Why An Elective Early Term Delivery May Be Risky For Baby

Learn why choosing to delivery baby before 40 weeks could be dangerous for baby, and what certain hospitals are doing about it.

Select hospitals around the country are now banning moms-to-be from scheduling their births before 39 weeks—without medical reason—in an effort to discourage planned early deliveries.

The deputy medical director for the March of Dimes, Scott Berns, said that in the past, doctors weren't against scheduled early deliveries, saying it wasn't a "problem" for them. But Berns helped put together a toolkit hospitals could use to discourage—and eventually ban—women with healthy pregnancies from giving birth before 39 weeks. Why? Because baby isn't fully finished developing yet before 40 weeks of gestation. Babies born between 37 and 39 weeks are still considered "early term" babies, and they are at a higher risk for infection. Exceptions to the rule include medical emergency and medical concerns, but otherwise, moms who want to deliver early just because won't have that option anymore.

The toolkit included information about the latest statistics on the risks of early-term births, as well as details on fetal development. It was created by Berns, the March of Dimes, the California Maternal Quality Care Collaborative and the California Maternal Child and Adolescent Division within the California Department of Public Health. The toolkit also offered advice on how to implement the bans on early elective deliveries and also provided doctors with forms to help determine when a scheduled delivery might be necessary before 39 weeks.

To test the effectiveness of Berns's toolkit, 25 hospitals agreed to participate in a study, which was published in the journal Obstetrics and Gynecology. The purpose was to steer women and their doctors away from scheduling early inductions and C-sections if there was no health concerned involved. The hospitals were picked from five different states: New York, Florida, Illinois, Texas and California, which account for 38 percent of US births.

_EXTRACTED MATERIAL_.
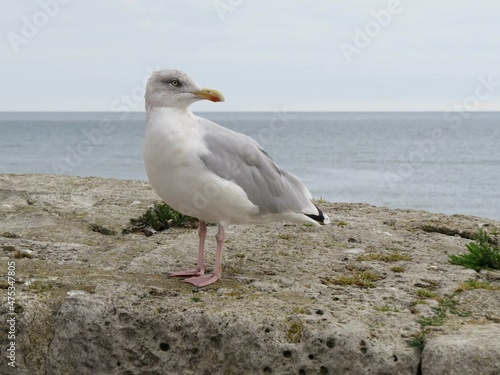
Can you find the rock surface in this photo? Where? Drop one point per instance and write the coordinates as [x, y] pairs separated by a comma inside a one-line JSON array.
[[340, 299]]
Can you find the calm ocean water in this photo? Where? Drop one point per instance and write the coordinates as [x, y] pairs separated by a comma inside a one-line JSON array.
[[438, 162]]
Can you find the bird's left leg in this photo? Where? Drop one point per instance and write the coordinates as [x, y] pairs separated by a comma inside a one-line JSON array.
[[200, 270], [208, 279]]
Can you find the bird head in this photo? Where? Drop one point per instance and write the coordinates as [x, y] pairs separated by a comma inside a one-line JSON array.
[[173, 88]]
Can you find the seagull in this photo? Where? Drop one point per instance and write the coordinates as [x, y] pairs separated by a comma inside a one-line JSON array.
[[217, 175]]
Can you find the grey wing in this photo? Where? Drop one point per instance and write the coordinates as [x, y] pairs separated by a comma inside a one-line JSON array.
[[238, 158]]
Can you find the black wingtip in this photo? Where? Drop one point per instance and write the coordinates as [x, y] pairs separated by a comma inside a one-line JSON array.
[[321, 217]]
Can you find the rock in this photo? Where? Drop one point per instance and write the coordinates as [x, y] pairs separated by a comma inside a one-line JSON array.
[[471, 350], [293, 299]]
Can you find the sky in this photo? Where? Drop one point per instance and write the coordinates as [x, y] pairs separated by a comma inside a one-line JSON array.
[[336, 55]]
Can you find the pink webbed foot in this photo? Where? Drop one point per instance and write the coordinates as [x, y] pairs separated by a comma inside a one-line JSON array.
[[200, 281], [186, 273]]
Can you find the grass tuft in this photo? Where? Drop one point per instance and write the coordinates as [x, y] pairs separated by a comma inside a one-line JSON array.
[[472, 284], [482, 253], [160, 217], [362, 279], [418, 341], [384, 257]]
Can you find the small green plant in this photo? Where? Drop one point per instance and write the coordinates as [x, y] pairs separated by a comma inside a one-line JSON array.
[[482, 253], [398, 269], [22, 254], [424, 293], [161, 217], [472, 284], [362, 279], [418, 341], [384, 257], [386, 308]]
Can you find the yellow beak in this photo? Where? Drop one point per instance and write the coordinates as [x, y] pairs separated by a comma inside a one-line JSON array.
[[210, 94]]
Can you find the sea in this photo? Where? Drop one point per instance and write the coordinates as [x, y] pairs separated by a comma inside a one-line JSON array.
[[440, 162]]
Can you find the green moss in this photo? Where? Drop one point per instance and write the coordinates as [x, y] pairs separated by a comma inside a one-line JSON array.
[[160, 217], [386, 308], [483, 254], [418, 340], [362, 279], [398, 269], [384, 257], [22, 254], [424, 293], [295, 330], [472, 284]]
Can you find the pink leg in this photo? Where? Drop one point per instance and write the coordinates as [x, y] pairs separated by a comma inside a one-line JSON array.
[[200, 270], [208, 279]]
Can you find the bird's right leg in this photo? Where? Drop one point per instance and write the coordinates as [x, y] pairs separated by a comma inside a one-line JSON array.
[[200, 270]]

_ACTIVITY LIST_.
1) Transcribe the passage of the article on elective early-term delivery from "Select hospitals around" up to and including "that option anymore.".
2) According to the article on elective early-term delivery, from which five states were the 25 participating hospitals picked?
3) Continue the article on elective early-term delivery from the point where it stops.

_OUTPUTS BY TASK_.
1)
Select hospitals around the country are now banning moms-to-be from scheduling their births before 39 weeks—without medical reason—in an effort to discourage planned early deliveries.

The deputy medical director for the March of Dimes, Scott Berns, said that in the past, doctors weren't against scheduled early deliveries, saying it wasn't a "problem" for them. But Berns helped put together a toolkit hospitals could use to discourage—and eventually ban—women with healthy pregnancies from giving birth before 39 weeks. Why? Because baby isn't fully finished developing yet before 40 weeks of gestation. Babies born between 37 and 39 weeks are still considered "early term" babies, and they are at a higher risk for infection. Exceptions to the rule include medical emergency and medical concerns, but otherwise, moms who want to deliver early just because won't have that option anymore.

2) New York, Florida, Illinois, Texas and California.

3)
Turns out, the toolkit succeeded. Hospitals were able to cut back on the rate of early elective deliveries by 83 percent. From the success, researchers have set their sights on 100 more hospitals around the country, hoping to repeat the process with the same results. The purpose, they say, is to stop women from scheduling an elective delivery when there is no need.

After banning elective surgery at 39 weeks, the five participating hospitals reduced elective early term deliveries from 28 percent in January of 2011 to less than 5 percent in December of 2011. Of the shocking decline, Berns said, "That's a realitively short period of time to show significant change. It's really cool because we were able to show we could do this across a diverse set of hospitals in multiple states."

But it's not to say the process went off without a hitch. Doctors and nurses at the various hospitals participating in the study engaged in regular phone calls to troubleshoot problems and share strategies. Some even noted that physicians—and moms-to-be—resisted the new policies. But Berns stands by the effectiveness of educating both doctor and patient about the risks involved in elective early delivery without medical need. He said, "If you show a mom that these last weeks of pregnancy really count, that the chances for a baby to be born healthy are higher if she waits it out a couple more weeks, that really resonates."